### [Exercise tasks]
1. Decide whether each statement agrees with the email about Web Audio and sample libraries: (a) The writer once met Chris Lilley at an SVG conference in Vancouver. (b) The writer proposes inviting the VST vendors before making a demo. (c) Jussi Kalliokoski's message is dated 2013-09-28. For each, answer yes or no and quote the deciding words.
2. Reproduce the email about Web Audio and sample libraries word for word, from "So glad to catch" down to "Web Audio standard.".

### [Document section]
Web Audio and Pro Sample Libraries

Hi all,

So glad to catch up with the discussion and the discovery of the best way to implement this. 

First, what I think is most important is just the ability to use the sample libraries from Web Audio. We have pretty well everything else and now could just use some decent acoustic timbres like the Albion libraries. Like Jussi mentioned, creating a "general purpose sample library player" for Web Audio would be a great first step. Then once ready with that lets make a demo and a web page for it. From there lets approach/ invite the VST vendors to jump on board the soon to be bigger Web Audio standard.

How does this plan sound? When would we be ready to approach Spitfire to convince them to licence for the Web Audio Sample Player? That is a good approach yet installing any licensed samples a user already has is also required.

Special hello and cheers out to Chris Lilley, we once met at the SVG conference in Vancouver, back around 2004ish. That was early days and its good to see how far SVG has come now :-)

Thom


On 2013-09-28, at 1:03 PM, Jussi Kalliokoski wrote:

> On Fri, Sep 27, 2013 at 8:15 PM, Chris Lilley <chris@w3.org> wrote:
> Hello Chris,
> 
> Friday, September 27, 2013, 11:09:37 AM, you wrote:
> 
> >  If the license
> > of the VST plugin you have purchases allows the re-use of the samples
> > themselves, then it might be possible to use them in something like
> > this?

### [Recorded information]

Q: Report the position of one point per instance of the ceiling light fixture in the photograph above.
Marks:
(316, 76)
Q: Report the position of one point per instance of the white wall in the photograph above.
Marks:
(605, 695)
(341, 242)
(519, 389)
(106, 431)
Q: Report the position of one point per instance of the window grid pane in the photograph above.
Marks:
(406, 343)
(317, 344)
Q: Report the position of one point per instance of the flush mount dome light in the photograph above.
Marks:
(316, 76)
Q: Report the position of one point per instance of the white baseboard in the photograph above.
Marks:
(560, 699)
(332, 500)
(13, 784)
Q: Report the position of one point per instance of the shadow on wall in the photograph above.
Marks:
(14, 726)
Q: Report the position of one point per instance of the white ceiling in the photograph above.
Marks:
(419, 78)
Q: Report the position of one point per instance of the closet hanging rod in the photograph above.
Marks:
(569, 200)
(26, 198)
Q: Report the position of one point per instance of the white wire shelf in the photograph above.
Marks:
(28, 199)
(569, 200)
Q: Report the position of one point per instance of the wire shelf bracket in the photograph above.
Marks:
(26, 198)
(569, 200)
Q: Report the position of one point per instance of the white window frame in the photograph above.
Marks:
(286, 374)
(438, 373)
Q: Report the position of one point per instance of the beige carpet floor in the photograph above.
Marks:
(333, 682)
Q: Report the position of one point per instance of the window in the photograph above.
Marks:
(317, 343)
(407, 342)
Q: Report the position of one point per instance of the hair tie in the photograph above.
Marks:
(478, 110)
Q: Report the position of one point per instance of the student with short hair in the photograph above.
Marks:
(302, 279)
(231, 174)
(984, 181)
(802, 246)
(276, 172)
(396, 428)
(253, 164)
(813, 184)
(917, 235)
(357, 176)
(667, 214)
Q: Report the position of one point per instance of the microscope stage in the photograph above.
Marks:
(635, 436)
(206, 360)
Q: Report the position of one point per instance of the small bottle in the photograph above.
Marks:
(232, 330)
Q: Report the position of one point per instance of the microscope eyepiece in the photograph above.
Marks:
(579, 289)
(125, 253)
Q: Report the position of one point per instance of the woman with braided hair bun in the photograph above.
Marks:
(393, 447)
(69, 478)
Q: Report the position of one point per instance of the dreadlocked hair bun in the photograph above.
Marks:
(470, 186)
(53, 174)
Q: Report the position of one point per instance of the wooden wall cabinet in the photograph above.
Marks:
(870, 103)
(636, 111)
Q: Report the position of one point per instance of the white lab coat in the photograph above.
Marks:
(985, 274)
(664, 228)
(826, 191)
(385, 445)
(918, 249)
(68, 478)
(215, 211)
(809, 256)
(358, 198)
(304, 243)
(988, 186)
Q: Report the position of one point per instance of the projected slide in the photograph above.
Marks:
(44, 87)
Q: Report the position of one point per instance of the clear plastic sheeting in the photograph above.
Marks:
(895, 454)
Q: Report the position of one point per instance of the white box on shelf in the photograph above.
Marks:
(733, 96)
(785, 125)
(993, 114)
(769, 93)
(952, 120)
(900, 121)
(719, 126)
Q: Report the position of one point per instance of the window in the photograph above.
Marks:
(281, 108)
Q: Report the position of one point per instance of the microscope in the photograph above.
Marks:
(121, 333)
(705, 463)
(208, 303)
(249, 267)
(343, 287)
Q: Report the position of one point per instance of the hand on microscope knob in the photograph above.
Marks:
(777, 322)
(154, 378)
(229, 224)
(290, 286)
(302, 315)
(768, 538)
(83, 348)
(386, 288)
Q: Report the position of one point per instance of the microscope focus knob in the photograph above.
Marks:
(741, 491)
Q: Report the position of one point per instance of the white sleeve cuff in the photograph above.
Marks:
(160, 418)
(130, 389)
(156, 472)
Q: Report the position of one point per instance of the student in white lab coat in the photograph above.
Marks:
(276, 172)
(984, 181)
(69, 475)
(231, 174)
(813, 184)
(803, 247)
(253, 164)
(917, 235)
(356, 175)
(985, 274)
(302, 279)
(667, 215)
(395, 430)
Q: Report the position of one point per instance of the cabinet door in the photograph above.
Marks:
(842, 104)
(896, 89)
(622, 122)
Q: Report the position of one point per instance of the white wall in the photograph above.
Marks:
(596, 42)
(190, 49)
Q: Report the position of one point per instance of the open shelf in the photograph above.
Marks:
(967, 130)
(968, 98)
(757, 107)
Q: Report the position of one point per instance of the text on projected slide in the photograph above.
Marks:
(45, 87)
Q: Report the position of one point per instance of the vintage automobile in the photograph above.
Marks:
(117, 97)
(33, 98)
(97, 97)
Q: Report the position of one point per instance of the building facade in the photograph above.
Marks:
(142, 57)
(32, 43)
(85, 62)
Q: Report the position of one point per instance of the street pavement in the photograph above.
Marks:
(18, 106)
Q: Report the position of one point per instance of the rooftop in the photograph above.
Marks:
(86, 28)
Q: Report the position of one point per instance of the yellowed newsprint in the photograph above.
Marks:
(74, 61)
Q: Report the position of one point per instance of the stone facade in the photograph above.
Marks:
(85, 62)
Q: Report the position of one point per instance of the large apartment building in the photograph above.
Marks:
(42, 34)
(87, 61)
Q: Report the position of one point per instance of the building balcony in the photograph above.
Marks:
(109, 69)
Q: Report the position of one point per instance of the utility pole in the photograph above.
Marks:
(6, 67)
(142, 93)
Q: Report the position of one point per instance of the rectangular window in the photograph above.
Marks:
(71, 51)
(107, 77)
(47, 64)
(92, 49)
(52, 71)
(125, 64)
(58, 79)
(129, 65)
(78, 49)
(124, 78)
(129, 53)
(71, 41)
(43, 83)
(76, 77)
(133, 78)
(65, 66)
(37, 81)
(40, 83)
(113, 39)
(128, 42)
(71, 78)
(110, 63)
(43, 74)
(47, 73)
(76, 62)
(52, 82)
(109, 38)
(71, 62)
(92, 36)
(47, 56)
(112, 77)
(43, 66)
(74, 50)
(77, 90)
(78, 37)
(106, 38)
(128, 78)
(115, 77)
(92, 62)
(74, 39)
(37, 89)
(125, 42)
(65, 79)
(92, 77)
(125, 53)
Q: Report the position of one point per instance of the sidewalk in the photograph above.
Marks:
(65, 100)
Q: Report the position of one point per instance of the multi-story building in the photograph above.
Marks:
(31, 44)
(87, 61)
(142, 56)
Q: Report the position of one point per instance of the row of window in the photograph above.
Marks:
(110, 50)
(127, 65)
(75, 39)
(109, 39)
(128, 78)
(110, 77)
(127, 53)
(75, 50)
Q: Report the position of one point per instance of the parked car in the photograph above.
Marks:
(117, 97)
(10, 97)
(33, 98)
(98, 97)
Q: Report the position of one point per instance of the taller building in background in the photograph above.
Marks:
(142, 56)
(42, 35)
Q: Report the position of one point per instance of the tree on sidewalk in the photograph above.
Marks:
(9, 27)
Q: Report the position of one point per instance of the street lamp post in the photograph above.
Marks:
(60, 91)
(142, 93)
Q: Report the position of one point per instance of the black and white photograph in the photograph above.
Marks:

### [Answers per task]
1.
(a) Yes: "we once met at the SVG conference in Vancouver, back around 2004ish"
(b) No: "Then once ready with that lets make a demo and a web page for it. From there lets approach/ invite the VST vendors to jump on board the soon to be bigger Web Audio standard."
(c) Yes: "On 2013-09-28, at 1:03 PM, Jussi Kalliokoski wrote:"

2.
So glad to catch up with the discussion and the discovery of the best way to implement this. 

First, what I think is most important is just the ability to use the sample libraries from Web Audio. We have pretty well everything else and now could just use some decent acoustic timbres like the Albion libraries. Like Jussi mentioned, creating a "general purpose sample library player" for Web Audio would be a great first step. Then once ready with that lets make a demo and a web page for it. From there lets approach/ invite the VST vendors to jump on board the soon to be bigger Web Audio standard.